BEGIN EXCERPT TO READ
The 2017 Women's Rugby World Cup was the eighth edition of the Women's Rugby World Cup and was held in Ireland in August 2017. New Zealand became the 2017 champions by beating England 41–32 in the final on 26 August. Matches were held in Dublin and Belfast. The pool stages were held at University College Dublin with the semi finals and finals held at Queen's University and Kingspan Stadium in Belfast.

The tournament took place three rather than four years after the previous Women's Rugby World Cup because World Rugby wanted to move away from clashing with other events. The event returned to a four-year cycle after 2017.

The 2017 tournament set attendance records for a Women's World Cup. The tournament drew 45,412 fans over 30 matches. The final was played in front of a crowd of 17,115, and the pool matches sold out.

This was the last edition of the tournament under the "Women's Rugby World Cup" name. On 21 August 2019, World Rugby announced that all future World Cups, whether for men or women, would be officially titled as the "Rugby World Cup", distinguished only by year and not by gender. As such, the 2021 edition in New Zealand bore the title of "Rugby World Cup 2021".

Bidding process 

On 2 March 2015, it was announced that the Irish Rugby Football Union had submitted a bid to host to Women's Rugby World Cup in August 2017. The Irish bid was the only one made to host the event. On 13 May 2015 it was announced that Ireland would host the event in Dublin and Belfast.

On 4 June 2015 it was announced that Garrett Tubridy had been appointed tournament director for the event.

Qualifying

Ireland, the host nation, had already qualified automatically by finishing in the top seven teams at the 2014 tournament before being announced as hosts. A further six teams (England, Canada, France, New Zealand, USA and Australia) qualified automatically as top seven finishers at the 2014 tournament. Italy and Wales qualified as the top two teams across the 2015 and 2016 Women's Six Nations excluding England, France, and Ireland. The remaining three qualifiers (Hong Kong, Spain and Japan) were determined by the end of 2016.

Qualified teams

Match officials
In March 2017, World Rugby announced the 9 referees and 5 assistant referees for the tournament.

In August 2017, it was announced that Irish referee Joy Neville would adjudicate the final.

Referees (9)
  Tim Baker
  Aimee Barrett-Theron
  Graham Cooper
  Sara Cox
  Sean Gallagher
  Claire Hodnett
  Joy Neville
  Alhambra Nievas
  Amy Perrett

Assistants (5)
  Beatrice Benvenuti
  Rose Labreche
  Marie Lematte
  Helen O'Reilly
  Ian Tempest

Squads

Pool stage

The pool draw took place on 9 November 2016 at Belfast.

Each pool was a single round-robin of six games, in which each team played one match against each of the other teams in the same pool. Teams were awarded four points for a win, two points for a draw, one point for a loss by one to seven points, and none for a defeat by more than seven points. A team scoring four or more tries in one match scored a bonus point.

The tournament comprised 12 teams in three pools of four with the pool winners plus the best runner-up progressing to the semi-finals.

All times are local, Western European Summer Time (UTC+1).
END EXCERPT TO READ
BEGIN DATASET CONTENT
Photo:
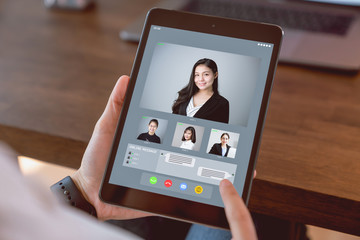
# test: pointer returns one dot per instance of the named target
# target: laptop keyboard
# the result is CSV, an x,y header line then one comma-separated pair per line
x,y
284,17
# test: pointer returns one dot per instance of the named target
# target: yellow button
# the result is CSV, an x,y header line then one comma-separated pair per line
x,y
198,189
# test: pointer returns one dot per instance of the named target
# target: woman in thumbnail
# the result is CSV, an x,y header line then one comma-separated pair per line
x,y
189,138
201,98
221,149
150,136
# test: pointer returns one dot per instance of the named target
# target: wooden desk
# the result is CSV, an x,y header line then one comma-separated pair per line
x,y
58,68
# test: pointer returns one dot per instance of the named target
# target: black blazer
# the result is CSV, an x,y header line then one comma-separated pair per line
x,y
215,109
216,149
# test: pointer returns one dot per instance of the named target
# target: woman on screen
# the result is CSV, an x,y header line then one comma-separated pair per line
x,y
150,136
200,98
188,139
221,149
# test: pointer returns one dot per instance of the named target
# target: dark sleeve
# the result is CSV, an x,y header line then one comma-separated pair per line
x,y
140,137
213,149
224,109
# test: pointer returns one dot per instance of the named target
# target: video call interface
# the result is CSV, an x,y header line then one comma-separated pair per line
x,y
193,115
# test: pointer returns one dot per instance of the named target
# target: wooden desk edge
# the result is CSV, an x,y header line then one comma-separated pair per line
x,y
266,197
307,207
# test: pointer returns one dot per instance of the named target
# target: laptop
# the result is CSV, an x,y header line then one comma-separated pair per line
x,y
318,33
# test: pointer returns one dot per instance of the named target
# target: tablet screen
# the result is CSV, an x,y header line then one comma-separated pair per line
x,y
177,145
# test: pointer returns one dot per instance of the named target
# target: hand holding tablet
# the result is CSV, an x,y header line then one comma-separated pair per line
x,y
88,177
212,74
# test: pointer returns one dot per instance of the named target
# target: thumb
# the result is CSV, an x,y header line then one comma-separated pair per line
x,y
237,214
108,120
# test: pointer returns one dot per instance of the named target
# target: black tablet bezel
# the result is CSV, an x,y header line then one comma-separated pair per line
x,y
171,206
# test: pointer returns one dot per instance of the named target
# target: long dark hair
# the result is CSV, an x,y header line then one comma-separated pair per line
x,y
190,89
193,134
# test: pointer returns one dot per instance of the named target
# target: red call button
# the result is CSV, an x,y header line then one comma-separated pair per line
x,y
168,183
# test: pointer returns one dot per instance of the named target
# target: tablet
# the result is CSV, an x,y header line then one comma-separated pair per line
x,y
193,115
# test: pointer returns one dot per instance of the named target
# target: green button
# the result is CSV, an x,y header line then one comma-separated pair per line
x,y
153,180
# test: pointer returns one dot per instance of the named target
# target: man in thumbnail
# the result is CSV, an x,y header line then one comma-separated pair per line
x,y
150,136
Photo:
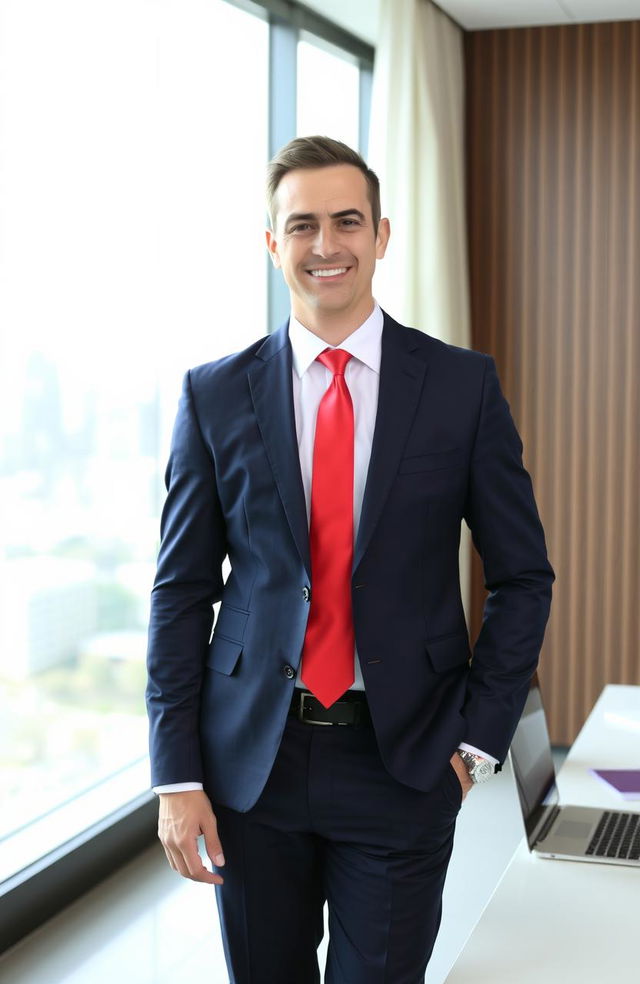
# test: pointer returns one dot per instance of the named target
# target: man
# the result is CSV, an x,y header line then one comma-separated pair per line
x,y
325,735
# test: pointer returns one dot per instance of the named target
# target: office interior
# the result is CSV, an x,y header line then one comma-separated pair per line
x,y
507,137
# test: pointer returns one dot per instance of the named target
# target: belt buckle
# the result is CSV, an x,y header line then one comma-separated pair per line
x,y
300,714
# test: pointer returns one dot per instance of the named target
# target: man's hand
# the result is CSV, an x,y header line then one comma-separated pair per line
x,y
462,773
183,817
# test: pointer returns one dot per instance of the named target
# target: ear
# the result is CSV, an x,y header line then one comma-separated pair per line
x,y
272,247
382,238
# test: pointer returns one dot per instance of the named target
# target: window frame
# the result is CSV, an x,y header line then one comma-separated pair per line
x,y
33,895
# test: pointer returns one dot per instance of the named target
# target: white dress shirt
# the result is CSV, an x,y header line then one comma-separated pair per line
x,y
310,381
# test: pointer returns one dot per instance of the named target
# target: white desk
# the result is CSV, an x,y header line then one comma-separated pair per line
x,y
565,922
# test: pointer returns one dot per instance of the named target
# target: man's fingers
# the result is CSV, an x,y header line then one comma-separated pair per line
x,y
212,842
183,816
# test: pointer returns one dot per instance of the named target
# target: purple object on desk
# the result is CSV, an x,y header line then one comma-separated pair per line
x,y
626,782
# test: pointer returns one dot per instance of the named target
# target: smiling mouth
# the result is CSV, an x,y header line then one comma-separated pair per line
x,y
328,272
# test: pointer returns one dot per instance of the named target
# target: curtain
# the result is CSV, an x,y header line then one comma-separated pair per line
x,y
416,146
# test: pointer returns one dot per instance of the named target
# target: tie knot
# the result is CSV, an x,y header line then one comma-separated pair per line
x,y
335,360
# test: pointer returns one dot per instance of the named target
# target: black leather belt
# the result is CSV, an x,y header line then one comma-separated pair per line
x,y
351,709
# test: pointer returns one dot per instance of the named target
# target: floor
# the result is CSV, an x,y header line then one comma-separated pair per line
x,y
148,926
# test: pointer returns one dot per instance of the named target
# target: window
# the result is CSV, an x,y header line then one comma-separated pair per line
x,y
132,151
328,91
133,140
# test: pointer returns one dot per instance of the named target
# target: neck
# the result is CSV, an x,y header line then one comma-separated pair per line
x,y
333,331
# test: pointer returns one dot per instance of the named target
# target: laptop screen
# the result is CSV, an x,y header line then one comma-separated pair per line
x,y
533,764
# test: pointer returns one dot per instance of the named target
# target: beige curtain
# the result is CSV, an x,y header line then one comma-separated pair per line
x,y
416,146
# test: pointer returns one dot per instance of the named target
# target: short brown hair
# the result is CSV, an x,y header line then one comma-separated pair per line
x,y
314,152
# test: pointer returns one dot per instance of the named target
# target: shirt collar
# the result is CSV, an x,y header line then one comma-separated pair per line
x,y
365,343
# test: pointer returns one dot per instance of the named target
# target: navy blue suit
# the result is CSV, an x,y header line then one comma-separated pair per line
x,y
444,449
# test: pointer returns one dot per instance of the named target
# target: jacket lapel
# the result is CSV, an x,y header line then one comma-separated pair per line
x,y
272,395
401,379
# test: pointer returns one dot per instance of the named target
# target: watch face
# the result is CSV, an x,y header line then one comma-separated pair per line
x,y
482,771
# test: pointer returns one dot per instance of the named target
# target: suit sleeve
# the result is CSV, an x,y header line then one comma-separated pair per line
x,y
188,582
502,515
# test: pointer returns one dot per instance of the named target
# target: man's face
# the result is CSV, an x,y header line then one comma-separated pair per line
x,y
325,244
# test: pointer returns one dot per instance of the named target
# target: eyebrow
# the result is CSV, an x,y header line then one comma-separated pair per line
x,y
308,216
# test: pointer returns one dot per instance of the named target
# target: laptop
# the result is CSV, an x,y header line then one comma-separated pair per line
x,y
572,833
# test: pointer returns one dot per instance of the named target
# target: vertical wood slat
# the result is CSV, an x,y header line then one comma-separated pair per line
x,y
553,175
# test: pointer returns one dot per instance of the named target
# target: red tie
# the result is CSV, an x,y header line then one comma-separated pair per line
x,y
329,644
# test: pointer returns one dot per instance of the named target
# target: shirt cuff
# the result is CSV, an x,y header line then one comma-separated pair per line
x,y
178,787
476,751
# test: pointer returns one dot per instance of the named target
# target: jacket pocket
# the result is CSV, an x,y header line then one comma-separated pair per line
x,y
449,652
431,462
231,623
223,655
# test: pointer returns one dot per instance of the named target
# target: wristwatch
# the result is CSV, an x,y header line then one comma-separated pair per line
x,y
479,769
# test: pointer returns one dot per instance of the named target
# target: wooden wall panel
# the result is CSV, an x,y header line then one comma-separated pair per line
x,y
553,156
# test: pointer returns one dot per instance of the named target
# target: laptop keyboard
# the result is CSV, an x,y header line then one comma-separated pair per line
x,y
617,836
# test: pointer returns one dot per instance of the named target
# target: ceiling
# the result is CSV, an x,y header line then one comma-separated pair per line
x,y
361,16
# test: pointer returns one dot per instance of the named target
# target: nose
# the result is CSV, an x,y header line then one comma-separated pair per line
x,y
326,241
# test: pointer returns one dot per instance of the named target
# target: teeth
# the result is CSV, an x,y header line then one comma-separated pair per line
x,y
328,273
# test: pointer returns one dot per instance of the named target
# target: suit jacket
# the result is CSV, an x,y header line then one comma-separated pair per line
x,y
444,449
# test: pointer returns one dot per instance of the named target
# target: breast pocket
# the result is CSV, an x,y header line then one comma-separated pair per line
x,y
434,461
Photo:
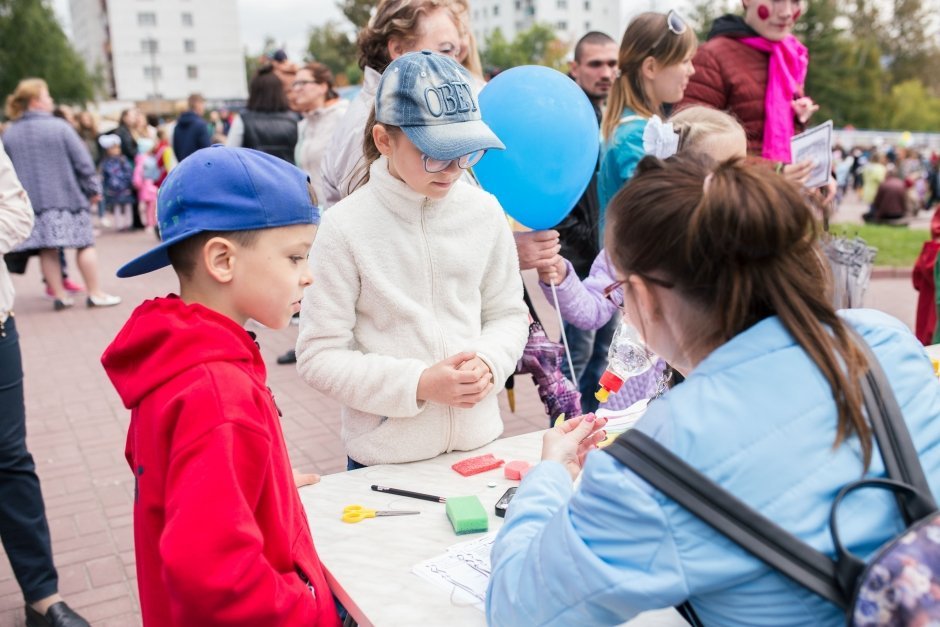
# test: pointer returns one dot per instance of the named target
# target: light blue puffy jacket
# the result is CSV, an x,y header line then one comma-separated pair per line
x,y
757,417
END DATASET CONTENT
BEGIN DATASET CONTENT
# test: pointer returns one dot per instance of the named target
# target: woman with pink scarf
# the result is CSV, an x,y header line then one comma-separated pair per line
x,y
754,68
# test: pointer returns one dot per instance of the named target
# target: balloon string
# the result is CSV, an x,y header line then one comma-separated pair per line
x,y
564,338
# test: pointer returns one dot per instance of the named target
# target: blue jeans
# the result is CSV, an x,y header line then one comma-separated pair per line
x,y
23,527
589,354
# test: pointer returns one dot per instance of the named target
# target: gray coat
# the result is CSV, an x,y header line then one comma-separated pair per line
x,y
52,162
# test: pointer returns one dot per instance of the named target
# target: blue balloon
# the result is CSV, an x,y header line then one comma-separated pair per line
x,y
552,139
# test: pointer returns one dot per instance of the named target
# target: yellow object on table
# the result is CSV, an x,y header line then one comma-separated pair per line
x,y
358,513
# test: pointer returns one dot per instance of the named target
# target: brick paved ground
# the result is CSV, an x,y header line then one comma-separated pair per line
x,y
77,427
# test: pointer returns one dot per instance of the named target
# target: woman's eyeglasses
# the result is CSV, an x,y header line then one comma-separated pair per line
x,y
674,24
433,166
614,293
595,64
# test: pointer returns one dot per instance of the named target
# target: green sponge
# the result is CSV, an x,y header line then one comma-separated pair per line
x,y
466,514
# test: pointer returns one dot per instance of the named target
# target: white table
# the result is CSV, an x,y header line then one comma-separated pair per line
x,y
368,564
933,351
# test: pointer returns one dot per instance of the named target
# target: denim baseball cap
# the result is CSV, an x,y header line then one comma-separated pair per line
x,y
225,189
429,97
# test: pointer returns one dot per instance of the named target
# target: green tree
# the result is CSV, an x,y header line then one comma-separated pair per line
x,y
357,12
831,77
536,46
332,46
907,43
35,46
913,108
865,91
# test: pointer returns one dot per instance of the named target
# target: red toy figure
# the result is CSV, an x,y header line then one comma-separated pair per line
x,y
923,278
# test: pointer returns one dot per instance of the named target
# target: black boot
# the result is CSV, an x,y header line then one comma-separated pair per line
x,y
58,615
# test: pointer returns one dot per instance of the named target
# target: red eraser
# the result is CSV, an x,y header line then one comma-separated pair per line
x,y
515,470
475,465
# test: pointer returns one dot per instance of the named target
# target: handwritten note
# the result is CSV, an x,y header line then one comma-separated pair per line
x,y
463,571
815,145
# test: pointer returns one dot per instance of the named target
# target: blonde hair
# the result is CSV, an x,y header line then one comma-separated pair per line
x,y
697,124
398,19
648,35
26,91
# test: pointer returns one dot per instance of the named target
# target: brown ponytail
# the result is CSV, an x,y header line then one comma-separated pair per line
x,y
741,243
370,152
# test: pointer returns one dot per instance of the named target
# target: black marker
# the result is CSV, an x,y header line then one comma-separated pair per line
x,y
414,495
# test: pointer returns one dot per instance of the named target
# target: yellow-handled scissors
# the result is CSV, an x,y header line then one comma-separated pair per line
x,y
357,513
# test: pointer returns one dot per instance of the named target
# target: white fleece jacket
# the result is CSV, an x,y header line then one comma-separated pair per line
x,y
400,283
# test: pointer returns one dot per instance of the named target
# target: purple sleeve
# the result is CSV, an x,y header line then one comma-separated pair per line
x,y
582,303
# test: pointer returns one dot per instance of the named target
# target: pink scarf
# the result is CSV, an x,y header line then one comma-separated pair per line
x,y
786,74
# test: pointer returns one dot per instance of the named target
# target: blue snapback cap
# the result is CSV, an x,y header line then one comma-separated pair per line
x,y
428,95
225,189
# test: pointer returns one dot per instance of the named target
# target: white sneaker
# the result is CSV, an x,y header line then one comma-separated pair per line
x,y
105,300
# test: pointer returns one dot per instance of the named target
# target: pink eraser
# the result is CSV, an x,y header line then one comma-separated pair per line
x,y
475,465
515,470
END DATASET CONTENT
YOUR TASKS:
(a) According to the article on the 2017 Women's Rugby World Cup, how many spectators attended the final?
(b) Extract every line from the entries that contains the string "pink".

ANSWER SET:
(a) 17,115

(b)
# target: woman with pink scarf
# target: pink scarf
# target: pink eraser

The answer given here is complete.